## STORED DATA

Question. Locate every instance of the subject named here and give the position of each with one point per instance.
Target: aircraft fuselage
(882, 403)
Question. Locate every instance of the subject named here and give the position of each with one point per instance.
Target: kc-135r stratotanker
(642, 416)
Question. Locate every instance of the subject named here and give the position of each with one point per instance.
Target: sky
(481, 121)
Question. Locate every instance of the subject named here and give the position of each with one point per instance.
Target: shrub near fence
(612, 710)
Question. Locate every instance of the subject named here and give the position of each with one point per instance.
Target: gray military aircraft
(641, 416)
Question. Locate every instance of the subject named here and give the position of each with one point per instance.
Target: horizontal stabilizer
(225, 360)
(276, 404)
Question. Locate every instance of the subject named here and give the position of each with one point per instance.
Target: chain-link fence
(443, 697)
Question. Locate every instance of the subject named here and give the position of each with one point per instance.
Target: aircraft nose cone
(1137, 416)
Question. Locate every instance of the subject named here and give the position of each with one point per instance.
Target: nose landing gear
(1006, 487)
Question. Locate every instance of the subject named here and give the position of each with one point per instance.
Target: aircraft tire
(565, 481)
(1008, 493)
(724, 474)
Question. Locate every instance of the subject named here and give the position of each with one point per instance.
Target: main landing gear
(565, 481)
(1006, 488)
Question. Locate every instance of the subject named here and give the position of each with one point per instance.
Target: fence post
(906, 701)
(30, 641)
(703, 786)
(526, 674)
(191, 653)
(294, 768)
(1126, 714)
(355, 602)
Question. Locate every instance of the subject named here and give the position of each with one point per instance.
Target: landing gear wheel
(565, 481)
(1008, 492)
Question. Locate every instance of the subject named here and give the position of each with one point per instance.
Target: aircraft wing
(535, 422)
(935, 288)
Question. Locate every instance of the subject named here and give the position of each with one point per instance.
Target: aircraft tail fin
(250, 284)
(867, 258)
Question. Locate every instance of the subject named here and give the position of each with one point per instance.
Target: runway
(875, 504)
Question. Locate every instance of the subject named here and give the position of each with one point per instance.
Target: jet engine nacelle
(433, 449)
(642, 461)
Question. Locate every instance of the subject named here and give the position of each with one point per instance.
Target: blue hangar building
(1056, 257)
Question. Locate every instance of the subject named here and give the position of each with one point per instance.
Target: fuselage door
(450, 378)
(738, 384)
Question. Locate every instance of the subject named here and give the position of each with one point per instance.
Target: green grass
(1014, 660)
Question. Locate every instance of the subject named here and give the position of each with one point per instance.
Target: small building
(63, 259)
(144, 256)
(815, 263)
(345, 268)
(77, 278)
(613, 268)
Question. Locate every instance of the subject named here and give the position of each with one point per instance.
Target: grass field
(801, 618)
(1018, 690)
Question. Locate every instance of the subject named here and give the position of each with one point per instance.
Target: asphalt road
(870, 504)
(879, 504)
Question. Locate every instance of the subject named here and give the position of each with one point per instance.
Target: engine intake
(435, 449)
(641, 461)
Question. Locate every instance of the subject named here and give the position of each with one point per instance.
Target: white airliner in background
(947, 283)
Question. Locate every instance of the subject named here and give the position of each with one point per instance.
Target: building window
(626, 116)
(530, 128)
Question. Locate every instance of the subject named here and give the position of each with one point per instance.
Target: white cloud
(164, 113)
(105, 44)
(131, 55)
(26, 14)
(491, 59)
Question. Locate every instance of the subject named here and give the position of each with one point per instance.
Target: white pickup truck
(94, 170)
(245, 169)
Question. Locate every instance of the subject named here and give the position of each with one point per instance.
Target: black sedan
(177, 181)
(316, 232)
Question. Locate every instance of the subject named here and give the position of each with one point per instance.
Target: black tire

## PROBLEM DETAILS
Present every line of the records above as a numbered list, leaving out any blank lines.

## FINAL RESULT
1. Question. Locate every instance of the subject named here and give the position of each with one point per instance.
2. Target: aircraft fuselage
3. (882, 403)
4. Question. Locate every instance of the subject named here and give the position of each with one point per instance.
5. Target: kc-135r stratotanker
6. (642, 416)
7. Question. Locate every instance of the subject named here and give the position of each with one point per instance.
8. Target: sky
9. (481, 121)
10. Question. Locate every instance of the subject named here and give the position of each with one point per instance.
11. Target: shrub near fence
12. (612, 710)
13. Question. Locate every instance of the subject named here and give the position of each with one point per instance.
14. Target: gray military aircraft
15. (641, 416)
16. Question. Locate every instance of the subject named here and give the position of each with one point per instance.
17. Target: horizontal stabilizer
18. (225, 360)
19. (276, 404)
20. Question. Locate every instance of the subject named here and give the position of each with one point per instance.
21. Target: chain-link fence
22. (443, 697)
23. Question. Locate every instance of the subject named here and give the position of each with one point per instance.
24. Target: aircraft nose cone
25. (1137, 416)
26. Question. Locate every instance of the subject named here and give the position of each with one point per instance.
27. Target: nose landing gear
28. (1006, 487)
29. Question. Locate every instance of the subject named here and give the position of each with one point per instance.
30. Target: aircraft tire
31. (565, 481)
32. (1008, 493)
33. (724, 474)
34. Question. Locate every instance of the subject named here and give the position of each with one point per instance.
35. Target: main landing gear
36. (565, 481)
37. (1006, 488)
38. Question. Locate every instance of the subject named here and give the position of each with one point per instance.
39. Target: fence post
40. (906, 701)
41. (30, 641)
42. (703, 786)
43. (526, 674)
44. (191, 653)
45. (294, 768)
46. (1126, 714)
47. (355, 602)
48. Question. Locate every instance of the subject named here and give the position of each with one point per instance.
49. Target: landing gear wheel
50. (565, 481)
51. (1008, 492)
52. Question. Locate every instance of the subject named here and give the position of each with one point per instance.
53. Target: aircraft wing
54. (535, 422)
55. (935, 288)
56. Question. Locate every instance of the subject named here and give the position of each with one point per instance.
57. Target: aircraft tail fin
58. (250, 284)
59. (867, 258)
60. Question. Locate every instance of the subject named here and give the position of each with one point per instance.
61. Target: runway
62. (875, 504)
63. Question. Locate every instance of the subject named here and give the position of each with one point per instance.
64. Target: jet engine nacelle
65. (433, 449)
66. (642, 461)
67. Question. Locate every instance of the subject named here and give the position of each with one point per instance.
68. Target: blue hangar building
69. (1056, 257)
70. Question. Locate every instance of the subject named here and give the position of each with one point per instance.
71. Target: fuselage door
72. (450, 378)
73. (738, 384)
74. Question. Locate every instance of the subject named here and give the position of each with one point per instance.
75. Target: green grass
76. (1014, 660)
77. Question. Locate every instance of the subject named here and give the position of each with one point per instance.
78. Target: small building
79. (63, 259)
80. (144, 256)
81. (815, 263)
82. (345, 268)
83. (77, 278)
84. (613, 268)
85. Question. Locate every instance of the subject named here and give the position of each with one point per instance.
86. Target: grass field
87. (801, 618)
88. (1018, 690)
89. Question. Locate every instance of the subject named here and give the position of each with one point per instance.
90. Target: asphalt road
91. (870, 504)
92. (879, 504)
93. Question. Locate every instance of the subject named here and give the position of each with one point per instance.
94. Target: engine intake
95. (435, 449)
96. (641, 461)
97. Question. Locate every instance of the subject named here and give the position of each with one point per instance.
98. Target: white airliner in background
99. (947, 283)
100. Question. Locate every instance of the subject named here and give the position of each with one point per instance.
101. Target: building window
102. (626, 116)
103. (530, 128)
104. Question. Locate every instance of the subject named here and give the position of each with one point per instance.
105. Target: white cloud
106. (164, 113)
107. (105, 44)
108. (131, 55)
109. (26, 14)
110. (491, 59)
111. Question. Locate every instance of the subject named here and give the position of each with one point per instance.
112. Target: white pickup truck
113. (94, 170)
114. (245, 169)
115. Question. Locate every instance of the subject named here and give the position of each with one point per instance.
116. Target: black sedan
117. (177, 181)
118. (316, 232)
119. Question. Locate every instance of the subject named here and give the position of each with one point per instance.
120. Target: black tire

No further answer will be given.